Data provided:
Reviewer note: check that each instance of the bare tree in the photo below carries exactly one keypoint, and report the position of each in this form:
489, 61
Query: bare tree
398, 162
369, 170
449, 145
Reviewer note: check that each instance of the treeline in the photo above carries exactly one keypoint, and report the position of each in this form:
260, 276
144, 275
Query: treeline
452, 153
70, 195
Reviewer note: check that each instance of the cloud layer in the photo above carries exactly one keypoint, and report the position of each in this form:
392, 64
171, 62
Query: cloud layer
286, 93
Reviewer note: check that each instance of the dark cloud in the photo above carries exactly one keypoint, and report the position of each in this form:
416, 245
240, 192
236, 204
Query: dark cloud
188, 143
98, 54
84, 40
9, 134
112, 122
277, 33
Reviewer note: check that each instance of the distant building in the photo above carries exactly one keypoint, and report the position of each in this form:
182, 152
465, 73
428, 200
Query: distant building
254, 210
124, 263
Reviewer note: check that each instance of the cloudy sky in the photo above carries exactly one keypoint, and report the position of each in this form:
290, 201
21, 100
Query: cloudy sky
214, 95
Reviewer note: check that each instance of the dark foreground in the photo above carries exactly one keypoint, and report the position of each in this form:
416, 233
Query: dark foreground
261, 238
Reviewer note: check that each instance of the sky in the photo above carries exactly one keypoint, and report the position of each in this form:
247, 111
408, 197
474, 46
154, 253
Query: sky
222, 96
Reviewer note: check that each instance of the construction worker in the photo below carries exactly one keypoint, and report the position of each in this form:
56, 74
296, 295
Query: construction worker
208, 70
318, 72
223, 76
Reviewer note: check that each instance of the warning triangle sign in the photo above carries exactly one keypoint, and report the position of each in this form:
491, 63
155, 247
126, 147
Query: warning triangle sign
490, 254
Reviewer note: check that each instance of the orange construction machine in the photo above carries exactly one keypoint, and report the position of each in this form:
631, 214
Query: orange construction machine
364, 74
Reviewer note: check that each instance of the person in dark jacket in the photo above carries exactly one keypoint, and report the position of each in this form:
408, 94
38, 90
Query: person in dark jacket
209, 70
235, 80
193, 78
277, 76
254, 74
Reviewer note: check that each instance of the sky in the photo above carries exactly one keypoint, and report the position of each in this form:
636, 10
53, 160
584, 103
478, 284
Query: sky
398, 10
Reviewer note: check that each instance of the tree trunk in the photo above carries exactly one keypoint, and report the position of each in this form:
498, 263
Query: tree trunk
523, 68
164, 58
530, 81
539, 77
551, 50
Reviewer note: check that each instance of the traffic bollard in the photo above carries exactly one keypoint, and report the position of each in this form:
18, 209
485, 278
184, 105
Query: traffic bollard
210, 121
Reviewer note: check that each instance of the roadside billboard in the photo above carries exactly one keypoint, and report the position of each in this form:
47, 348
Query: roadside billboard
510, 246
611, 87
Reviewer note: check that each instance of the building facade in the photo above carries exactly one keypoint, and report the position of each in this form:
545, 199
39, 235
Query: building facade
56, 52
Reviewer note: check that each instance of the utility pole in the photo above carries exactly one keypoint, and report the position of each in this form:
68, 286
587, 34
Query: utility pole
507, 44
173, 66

Description of the task: Exactly and only the lines from the line containing "Reviewer note: check that each instance of the traffic" through the last line of the entries should be copied, both ends included.

Solution:
Reviewer note: check that each instance of the traffic bollard in the photo above carries exactly one keypoint, and report the position of each in this form:
18, 209
485, 278
184, 105
Query: traffic bollard
210, 121
Reviewer note: check that each instance of the roadside billboard in the photo above carries exactly one keypoint, and report the position of each in this form:
47, 348
Query: roadside billboard
510, 246
611, 87
Reviewer note: check that each instance of the building facade in the photo above carries exactly one keypoint, and report the position of each in this form:
545, 199
39, 235
Query: building facade
56, 52
Reviewer note: check that each instance of the utility pole in the photo above carries exactly one keypoint, and report the position of each in this form:
68, 286
587, 34
Query: utility pole
507, 44
173, 66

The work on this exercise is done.